Textauszug:
* * * * * * *
Nachbarorte sind Dolní Dobrá Voda und Dobrá Voda im Norden, Kokonín und Maršovice im Nordosten, Dalešice im Osten, Pulečný im Südosten, Zálesi und Košovy im Süden, Bezděčín und Pelíkovice im Südwesten sowie Rádlo im Nordwesten.
Geschichte
Mittelalter
Der Ort wurde vermutlich vom Zisterzienserkloster Münchengrätz aus im 13. Jahrhundert angelegt. Erste urkundliche Nachrichten über Richnow stammen vom 25. Januar 1361, als der Erzbischof von Prag Johann Albert aus Sebnitz als Nachfolger für den 1360 verstorbenen Pfarrer berief. Eine Kirche in Reichenau wird im Jahr 1384 erwähnt. Im Jahr 1407 war eine hölzerne Kirche auf dem jetzigen alten Friedhof vorhanden.
17. bis 19. Jahrhundert
Nachdem die Lehre Martin Luthers in Reichenau zahlreiche Anhänger gefunden hatte, wurde die Kirche zunächst bis 1668 mit protestantischen, dann wieder mit katholischen Priestern besetzt. Der Besitzer der Herrschaft, Graf Karl Ernest von Waldstein und Wartenberg, ließ die jetzige Kirche St. Wenzel 1704 aus Stein errichten, teils mit herrschaftlichen Steuermitteln und teils aus dem Kirchenvermögen.[3][4] Im Jahr 1712 wurde die alte hölzerne Kirche abgetragen. Um 1830 standen die Wenzelskirche und die Schule unter dem Patronat der Grundherrschaft.[4]
Im 18. Jahrhundert siedelten sich Textilmanufakturen an, und Johann Schöffel errichtete eine Fabrik für Dosen aus Hartpapier. Ab der Mitte des 19. Jahrhunderts bildete Reichenau eine Gemeinde im Gerichtsbezirk Gablonz an der Neiße. 1856 erhielt der Ort einen Bahnhof an der Pardubitz–Reichenberg der Süd-Norddeutschen Verbindunhgsbahn. Auf einem großen Viadukt überquert die Bahn in Reichenau die Mohelka. Zum Ende des 19. Jahrhunderts begann die große Zeit der Gablonzer Glasbijouterie, von der auch Reichenau profitierte. Reichenau wurde 1895 zum Markt erhoben und erhielt das Recht zum Abhalten von vier Jahrmärkten.
* * * * * * *
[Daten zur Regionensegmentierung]
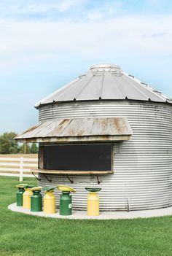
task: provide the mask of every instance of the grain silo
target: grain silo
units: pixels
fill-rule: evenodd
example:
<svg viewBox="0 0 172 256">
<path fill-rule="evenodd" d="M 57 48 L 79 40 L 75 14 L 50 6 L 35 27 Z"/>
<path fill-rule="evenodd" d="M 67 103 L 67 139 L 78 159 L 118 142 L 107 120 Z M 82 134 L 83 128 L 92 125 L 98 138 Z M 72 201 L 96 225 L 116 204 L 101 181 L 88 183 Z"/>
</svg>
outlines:
<svg viewBox="0 0 172 256">
<path fill-rule="evenodd" d="M 73 182 L 75 209 L 86 209 L 88 186 L 102 188 L 101 210 L 167 207 L 171 103 L 119 66 L 95 65 L 37 103 L 39 123 L 17 139 L 39 143 L 39 185 Z"/>
</svg>

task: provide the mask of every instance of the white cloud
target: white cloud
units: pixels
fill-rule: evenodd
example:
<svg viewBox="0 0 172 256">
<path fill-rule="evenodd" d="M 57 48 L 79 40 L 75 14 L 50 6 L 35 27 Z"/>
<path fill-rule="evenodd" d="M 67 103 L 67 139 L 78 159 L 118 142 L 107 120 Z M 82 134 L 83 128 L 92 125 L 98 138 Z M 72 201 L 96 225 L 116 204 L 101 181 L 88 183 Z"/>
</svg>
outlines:
<svg viewBox="0 0 172 256">
<path fill-rule="evenodd" d="M 60 60 L 63 55 L 171 55 L 171 23 L 172 15 L 85 23 L 0 20 L 0 67 Z"/>
</svg>

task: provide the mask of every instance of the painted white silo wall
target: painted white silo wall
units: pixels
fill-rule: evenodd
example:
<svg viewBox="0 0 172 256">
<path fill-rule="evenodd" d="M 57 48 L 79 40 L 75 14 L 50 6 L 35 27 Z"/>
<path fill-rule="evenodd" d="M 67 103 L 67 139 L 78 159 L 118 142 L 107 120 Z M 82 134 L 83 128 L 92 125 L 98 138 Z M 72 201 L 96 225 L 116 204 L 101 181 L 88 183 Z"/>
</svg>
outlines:
<svg viewBox="0 0 172 256">
<path fill-rule="evenodd" d="M 66 176 L 43 174 L 39 185 L 65 184 L 74 187 L 73 207 L 86 209 L 85 187 L 102 187 L 100 208 L 105 211 L 138 210 L 172 205 L 172 106 L 137 101 L 60 103 L 39 108 L 39 120 L 56 118 L 127 117 L 133 132 L 131 141 L 114 144 L 114 174 Z M 58 193 L 57 205 L 59 202 Z"/>
</svg>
* * * * * * *
Führen Sie sämtliche Nachbarorte auf, die der Textauszug im Süden und im Südwesten verortet. Die Einträge sind eigenständiges Material und stehen in keinem Zusammenhang mit dem Textauszug.

Zálesi, Košovy, Bezděčín, Pelíkovice